GIVEN PROBLEM |
Substitute "Mark each instance" for every "Pick out every instance" in the material below, leaving everything else unchanged. Do not include the pictures in your answer.

RECORDS FOR THE EXERCISE |
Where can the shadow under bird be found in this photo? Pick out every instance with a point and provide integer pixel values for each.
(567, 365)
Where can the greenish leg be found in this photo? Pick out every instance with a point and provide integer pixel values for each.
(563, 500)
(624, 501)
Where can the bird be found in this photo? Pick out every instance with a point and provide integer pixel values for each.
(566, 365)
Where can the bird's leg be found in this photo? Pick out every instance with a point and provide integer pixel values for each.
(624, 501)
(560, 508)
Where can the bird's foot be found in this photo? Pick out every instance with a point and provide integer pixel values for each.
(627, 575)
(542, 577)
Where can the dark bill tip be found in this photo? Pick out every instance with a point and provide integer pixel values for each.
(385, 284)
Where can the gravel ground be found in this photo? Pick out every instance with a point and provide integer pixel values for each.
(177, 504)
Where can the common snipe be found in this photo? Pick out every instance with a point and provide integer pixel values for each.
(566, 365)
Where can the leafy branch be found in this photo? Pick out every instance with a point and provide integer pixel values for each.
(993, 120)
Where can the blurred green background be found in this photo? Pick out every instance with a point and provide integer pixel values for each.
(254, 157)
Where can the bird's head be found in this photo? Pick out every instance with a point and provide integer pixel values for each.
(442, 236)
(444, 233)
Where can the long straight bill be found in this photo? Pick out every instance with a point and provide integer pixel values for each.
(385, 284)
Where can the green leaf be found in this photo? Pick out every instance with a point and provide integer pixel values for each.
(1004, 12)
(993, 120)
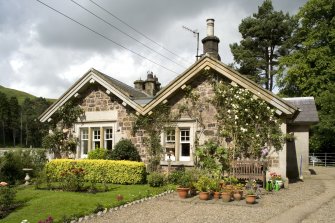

WRITTEN RESPONSE |
Where can the shadow under bird be found in this photo? Mark each instance with a point and provide integer pixel values for each.
(567, 365)
Where can the greenish leg be found in this photo? Mark each instance with a point and provide integer pixel values for each.
(563, 500)
(624, 501)
Where can the bird be found in this photo? Mark each instance with a point and provide integer pixel values for each.
(566, 365)
Where can the bird's leg be found in this photo? Mark each instance with a point and provide integer pixel values for each.
(624, 501)
(560, 508)
Where can the bird's foot be found in this photo? Mark each instance with a point and provide integer pixel values for each.
(627, 575)
(542, 577)
Where can the dark bill tip be found in this photo? Mark each instance with a point and provide integer pixel values for each.
(385, 284)
Where can the gravel ground be found in this photo? Mark each instance with a point and provide integer pixel values for each.
(177, 504)
Where can the common snipe be found in this photo? Mark each instance with a point and provide integer pixel values for each.
(566, 365)
Where can the leafy branch be found in this photo? Mark each instance with a point and provide integer pixel values for each.
(993, 120)
Where can the blurred green background be found in this photo? Mark each instance with a point and provide integer pixel values for each.
(254, 157)
Where can the bird's head be found in this photo? Mark each instance with a point and provide integer pixel values for each.
(442, 236)
(444, 233)
Where can the long straight bill be found in this photo? Mark each instance with a point and provide integer pixel values for each.
(385, 284)
Where can the green leaf be found in this photo? Mark each instance with a point and provide integer pixel values for each.
(1004, 12)
(993, 120)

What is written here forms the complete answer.